[Excerpt from a dataset]
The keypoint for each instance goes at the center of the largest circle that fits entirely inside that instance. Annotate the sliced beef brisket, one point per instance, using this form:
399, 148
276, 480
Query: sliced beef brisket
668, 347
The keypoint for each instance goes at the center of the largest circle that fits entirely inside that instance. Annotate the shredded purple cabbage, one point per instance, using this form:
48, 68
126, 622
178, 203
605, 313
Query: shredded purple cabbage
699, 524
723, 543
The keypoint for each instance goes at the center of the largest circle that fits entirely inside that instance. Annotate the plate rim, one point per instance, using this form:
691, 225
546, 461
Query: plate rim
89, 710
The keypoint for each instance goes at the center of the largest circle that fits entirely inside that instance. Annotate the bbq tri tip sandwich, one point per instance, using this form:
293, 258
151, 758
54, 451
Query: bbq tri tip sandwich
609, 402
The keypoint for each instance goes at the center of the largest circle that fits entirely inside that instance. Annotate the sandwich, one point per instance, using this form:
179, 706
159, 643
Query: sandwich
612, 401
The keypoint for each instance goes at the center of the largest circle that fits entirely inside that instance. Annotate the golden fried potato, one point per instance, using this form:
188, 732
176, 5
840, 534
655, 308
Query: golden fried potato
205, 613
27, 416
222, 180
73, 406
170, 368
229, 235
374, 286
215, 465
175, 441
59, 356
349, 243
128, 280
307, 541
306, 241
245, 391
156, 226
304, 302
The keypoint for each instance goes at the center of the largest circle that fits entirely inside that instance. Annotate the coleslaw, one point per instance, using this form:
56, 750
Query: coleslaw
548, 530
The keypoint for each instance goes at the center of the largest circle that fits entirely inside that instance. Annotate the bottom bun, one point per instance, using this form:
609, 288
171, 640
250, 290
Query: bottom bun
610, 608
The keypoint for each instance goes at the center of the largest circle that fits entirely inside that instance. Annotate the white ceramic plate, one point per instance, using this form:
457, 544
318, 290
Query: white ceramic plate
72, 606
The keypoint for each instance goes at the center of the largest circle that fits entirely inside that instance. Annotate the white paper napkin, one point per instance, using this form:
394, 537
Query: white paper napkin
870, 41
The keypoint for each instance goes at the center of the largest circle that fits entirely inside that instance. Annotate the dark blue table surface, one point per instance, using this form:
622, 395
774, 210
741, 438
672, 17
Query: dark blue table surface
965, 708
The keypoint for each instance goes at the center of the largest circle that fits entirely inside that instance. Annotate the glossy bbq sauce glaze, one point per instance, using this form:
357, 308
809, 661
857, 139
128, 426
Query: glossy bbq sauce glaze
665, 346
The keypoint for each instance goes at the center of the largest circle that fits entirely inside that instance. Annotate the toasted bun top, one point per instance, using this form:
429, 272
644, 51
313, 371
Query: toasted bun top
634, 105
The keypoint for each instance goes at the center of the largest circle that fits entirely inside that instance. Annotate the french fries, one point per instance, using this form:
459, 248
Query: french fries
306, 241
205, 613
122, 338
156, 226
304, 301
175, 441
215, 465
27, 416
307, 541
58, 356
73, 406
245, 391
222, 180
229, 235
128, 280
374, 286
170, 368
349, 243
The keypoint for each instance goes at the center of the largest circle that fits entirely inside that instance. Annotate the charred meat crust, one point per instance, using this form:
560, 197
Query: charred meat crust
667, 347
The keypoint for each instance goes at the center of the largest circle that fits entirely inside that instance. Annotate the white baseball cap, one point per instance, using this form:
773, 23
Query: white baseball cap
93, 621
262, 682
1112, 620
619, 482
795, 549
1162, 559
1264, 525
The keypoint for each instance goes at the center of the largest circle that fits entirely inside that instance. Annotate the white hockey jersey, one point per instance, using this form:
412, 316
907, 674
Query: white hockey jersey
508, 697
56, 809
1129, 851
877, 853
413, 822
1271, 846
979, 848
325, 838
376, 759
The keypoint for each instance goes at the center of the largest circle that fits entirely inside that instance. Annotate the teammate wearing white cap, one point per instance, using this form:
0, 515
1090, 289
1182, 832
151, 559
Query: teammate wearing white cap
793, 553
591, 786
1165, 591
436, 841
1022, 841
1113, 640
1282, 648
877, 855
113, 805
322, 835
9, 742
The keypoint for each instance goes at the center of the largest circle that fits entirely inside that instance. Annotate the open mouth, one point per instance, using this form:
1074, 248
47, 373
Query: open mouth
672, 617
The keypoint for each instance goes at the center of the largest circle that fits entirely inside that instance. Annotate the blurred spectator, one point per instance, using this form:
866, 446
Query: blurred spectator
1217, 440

## WHAT THE TASK ASKS
Print the line containing "Annotate the french" and every line after it to the end of the records above, exactly as written, and nothing else.

## OUTPUT OF THE TASK
The keypoint for each instance goes at the center of the largest circle that fits entirely inside that instance. Annotate the french fries, one point per instance, using this form:
459, 248
Query: french fries
306, 241
205, 613
122, 338
156, 226
304, 301
175, 441
215, 465
27, 416
307, 541
58, 356
73, 406
245, 391
222, 180
229, 235
128, 280
374, 286
170, 368
349, 243
The keypoint for each instance goes at the center of the largest circle that fits entirely inside that instance. Annotate the charred meat crust, one point per instance, using this form:
560, 197
Query: charred meat crust
667, 347
The keypoint for each instance goes at the center of the largest circle that fits entirely inside that instance. Annotate the white baseball cap, one point per instance, using this form:
773, 23
Query: white baseball cap
93, 621
262, 682
1112, 620
619, 482
795, 549
1162, 559
1264, 525
The keypoint for each instance goes at the center of the largest circle that fits entirely inside that instance. Annotate the white hockey jersey, one point per instance, using this form:
412, 316
907, 674
Query: white hockey jersey
508, 697
56, 809
1129, 851
877, 853
413, 822
1271, 846
979, 848
325, 838
376, 759
The keypoint for each instance goes at the center of the largest circle that fits entirely inside that instance. Annotate the teammate wearing white cap, one point per instance, using this form:
0, 515
1090, 289
1182, 832
151, 559
Query: teammate wearing white cap
793, 553
591, 786
1165, 591
436, 841
1022, 841
1113, 640
1282, 648
877, 855
113, 805
322, 835
9, 742
The keypoint for each instance goes at the center of the largest circle that fits entirely inside that instance. Annotate the open mouth, one point per instance, using this form:
1074, 248
47, 373
Query: open mouth
672, 617
The keypoint for each instance goes at the center of the largest circle that fits entirely inside that instance. Annotate the blurred spectator, one point per instance, using this form:
866, 446
Query: blurred spectator
1217, 440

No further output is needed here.